:: Assignment ::
Your answer must be the full set of records, repeated exactly.
(Beginning of Source data)
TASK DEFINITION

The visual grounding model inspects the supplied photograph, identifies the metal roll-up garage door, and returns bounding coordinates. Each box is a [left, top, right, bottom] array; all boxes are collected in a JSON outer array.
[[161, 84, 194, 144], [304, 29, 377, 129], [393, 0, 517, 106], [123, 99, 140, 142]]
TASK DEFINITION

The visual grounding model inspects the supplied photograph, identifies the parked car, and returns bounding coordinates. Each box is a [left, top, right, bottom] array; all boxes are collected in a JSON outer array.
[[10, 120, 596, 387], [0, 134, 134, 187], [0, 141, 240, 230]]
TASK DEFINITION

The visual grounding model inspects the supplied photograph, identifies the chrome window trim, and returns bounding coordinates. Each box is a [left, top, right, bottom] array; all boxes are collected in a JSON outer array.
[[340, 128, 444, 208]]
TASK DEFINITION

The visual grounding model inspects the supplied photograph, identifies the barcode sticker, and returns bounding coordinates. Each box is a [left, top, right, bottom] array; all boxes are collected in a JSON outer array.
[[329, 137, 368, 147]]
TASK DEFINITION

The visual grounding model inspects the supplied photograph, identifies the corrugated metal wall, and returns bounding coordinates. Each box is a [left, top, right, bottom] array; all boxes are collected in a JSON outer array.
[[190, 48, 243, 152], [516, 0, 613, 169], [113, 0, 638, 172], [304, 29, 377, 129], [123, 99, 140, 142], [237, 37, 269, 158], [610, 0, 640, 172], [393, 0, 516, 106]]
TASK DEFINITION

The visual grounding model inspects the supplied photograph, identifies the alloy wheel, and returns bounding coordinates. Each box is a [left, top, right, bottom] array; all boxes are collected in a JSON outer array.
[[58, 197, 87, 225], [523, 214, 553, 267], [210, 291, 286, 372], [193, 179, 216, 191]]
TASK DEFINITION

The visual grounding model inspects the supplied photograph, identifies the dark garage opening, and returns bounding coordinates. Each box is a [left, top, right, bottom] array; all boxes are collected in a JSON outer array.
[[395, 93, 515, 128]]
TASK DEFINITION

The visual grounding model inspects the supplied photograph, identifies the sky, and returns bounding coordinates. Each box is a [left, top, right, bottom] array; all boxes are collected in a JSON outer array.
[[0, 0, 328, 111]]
(End of Source data)
:: Solution to this exercise ::
TASK DEFINITION

The visual grounding model inspects the supplied photograph, identifies the metal roll-up garage door, and returns bounding coordinates. Each box is a [left, top, right, bottom] array; all boxes are collected in a JSON outer array.
[[161, 84, 194, 144], [304, 29, 377, 129], [393, 0, 517, 106], [123, 99, 140, 142]]
TASK DEFINITION

The visual grounding model inspects the supplied photograph, identifies the parked car, and returns bounding coordinates. Each box is a [left, top, right, bottom] array; all boxes are collected in a JSON outer array.
[[10, 120, 596, 387], [0, 134, 134, 187], [0, 141, 240, 230]]
TASK DEFINITION

The visual grounding model inspects the supplied photograph, identifies the chrome window trim, and returns bounding coordinates. Each box is a [left, top, right, bottom] array; all boxes are collected in a JSON outer array.
[[340, 128, 444, 208]]
TASK DEFINITION

The visual grounding model inspects the supplied photograph, identifies the barcode sticker, and returns bounding coordinates. Each box is a [left, top, right, bottom] array; all boxes are collected in a JSON outer array.
[[329, 137, 368, 147]]
TASK DEFINITION

The visual grounding model inspects the supplied photograph, identifies the corrugated metal wall, and returns bounding coordinates. Each box is a [left, top, right, bottom] array; all boxes are collected in a JSON outer array.
[[190, 48, 243, 152], [516, 0, 613, 169], [113, 0, 638, 172], [304, 29, 377, 129], [123, 99, 140, 142], [237, 37, 269, 158], [610, 0, 640, 172], [393, 0, 516, 106]]
TASK DEFINITION

The visual grounding model inspects the supplied photograph, identifies the alloy wheel, and returns bounding coordinates. Each box is a [left, top, right, bottom] array; all boxes are collected in a JSON outer array.
[[58, 197, 87, 225], [523, 214, 553, 267], [210, 291, 286, 372], [193, 179, 216, 191]]
TASK DEFINITION

The visual grounding model inspects the supplied photograph, identifies the dark garage opening, and returns bounding coordinates. Each box is a [left, top, right, bottom] array; all boxes are collected in a JSON outer array.
[[395, 93, 515, 128]]
TASK DEFINITION

The visual grounding model inspects the supplied photograph, identifies the sky, and returns bounding coordinates. Each box is a [left, top, right, bottom] array; all boxes are collected in a JSON outer array.
[[0, 0, 328, 111]]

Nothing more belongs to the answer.